-- START RECORDS FOR THIS EXERCISE --

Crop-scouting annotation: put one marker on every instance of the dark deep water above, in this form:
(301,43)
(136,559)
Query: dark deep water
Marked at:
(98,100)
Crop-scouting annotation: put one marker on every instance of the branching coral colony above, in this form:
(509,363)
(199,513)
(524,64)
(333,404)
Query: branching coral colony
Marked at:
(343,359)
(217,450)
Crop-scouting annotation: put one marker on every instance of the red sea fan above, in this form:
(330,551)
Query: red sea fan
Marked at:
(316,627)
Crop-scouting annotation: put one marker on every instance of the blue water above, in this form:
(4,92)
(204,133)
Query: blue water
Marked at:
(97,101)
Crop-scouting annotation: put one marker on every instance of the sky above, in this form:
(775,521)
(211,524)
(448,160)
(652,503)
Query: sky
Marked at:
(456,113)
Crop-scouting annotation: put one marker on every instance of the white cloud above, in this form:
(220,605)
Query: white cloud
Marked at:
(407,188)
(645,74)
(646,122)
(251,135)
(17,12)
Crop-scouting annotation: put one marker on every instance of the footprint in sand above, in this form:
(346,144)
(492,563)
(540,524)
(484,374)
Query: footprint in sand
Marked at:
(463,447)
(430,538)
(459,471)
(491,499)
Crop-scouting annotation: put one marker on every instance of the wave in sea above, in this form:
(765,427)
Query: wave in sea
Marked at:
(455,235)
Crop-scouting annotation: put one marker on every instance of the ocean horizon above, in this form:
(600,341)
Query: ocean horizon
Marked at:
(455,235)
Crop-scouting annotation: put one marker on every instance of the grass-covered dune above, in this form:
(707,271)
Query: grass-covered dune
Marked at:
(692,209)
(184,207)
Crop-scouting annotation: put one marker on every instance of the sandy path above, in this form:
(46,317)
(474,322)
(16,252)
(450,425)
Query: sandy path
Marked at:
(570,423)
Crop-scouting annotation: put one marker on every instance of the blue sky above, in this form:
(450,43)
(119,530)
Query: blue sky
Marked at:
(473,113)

-- END RECORDS FOR THIS EXERCISE --

WHAT IS EXPECTED: Rewrite the lines from the one containing "the blue sky" up to and including the last line, changing "blue sky" to "clear sky" and keeping everything else the same.

TASK SOLUTION:
Crop-scouting annotation: put one marker on every instance of the clear sky above, in this form:
(450,43)
(119,530)
Query: clear sky
Marked at:
(473,113)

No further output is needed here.